Moses took the comment as a high compliment. Kersee once coached athletes who tried in vain to conquer Moses in the 1970s and 1980s as he won 122 consecutive 400-meter hurdles races over 10 years.

“He’s put everything he learned from training guys to beat me and put it into her,” Moses said. “She’s absorbed it all.”

After decades of searching, Kersee found an athlete who may someday challenge the achievements of Moses — or of any other runner who ever tied on a pair of track spikes. On Friday night at the world championships, McLaughlin radically reset the world record she has toyed with over the past year, separating herself even further from a pack that long lost sight of her, elevating the Hayward Field track into some kind of fantasyland.

At the start of 2021, no woman had run once around a track and over 10 hurdles faster than 52 seconds. McLaughlin has broken the record four times since then. She lowered it to 50.68 as the sun set over the gleaming stadium, breaking her record by a staggering 0.73 seconds.

* Information supplied:

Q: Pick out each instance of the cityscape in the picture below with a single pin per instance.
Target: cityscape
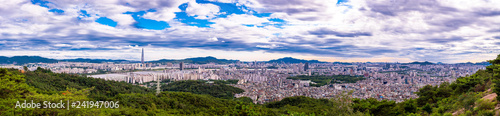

* Required actions:
1. Answer these questions about the passage on McLaughlin's world record, one line each:
(a) How many consecutive 400-meter hurdles races did Moses win?
(b) How many times has McLaughlin broken the record since the start of 2021?
(c) By how much did her Friday run improve on her previous record?
2. In the passage on McLaughlin's world record, what reason does Moses give for her benefiting from Kersee's coaching? Explain in one to three sentences.
3. Write out the stretch of the passage on McLaughlin's world record from "At the start" through "staggering 0.73 seconds.".

* Written answers:
1.
(a) 122 races, over 10 years.
(b) Four times.
(c) By 0.73 seconds.

2. Kersee once coached athletes who tried, without success, to beat Moses. Moses says Kersee took everything he learned from training them and put it into McLaughlin, and that she absorbed it all.

3.
At the start of 2021, no woman had run once around a track and over 10 hurdles faster than 52 seconds. McLaughlin has broken the record four times since then. She lowered it to 50.68 as the sun set over the gleaming stadium, breaking her record by a staggering 0.73 seconds.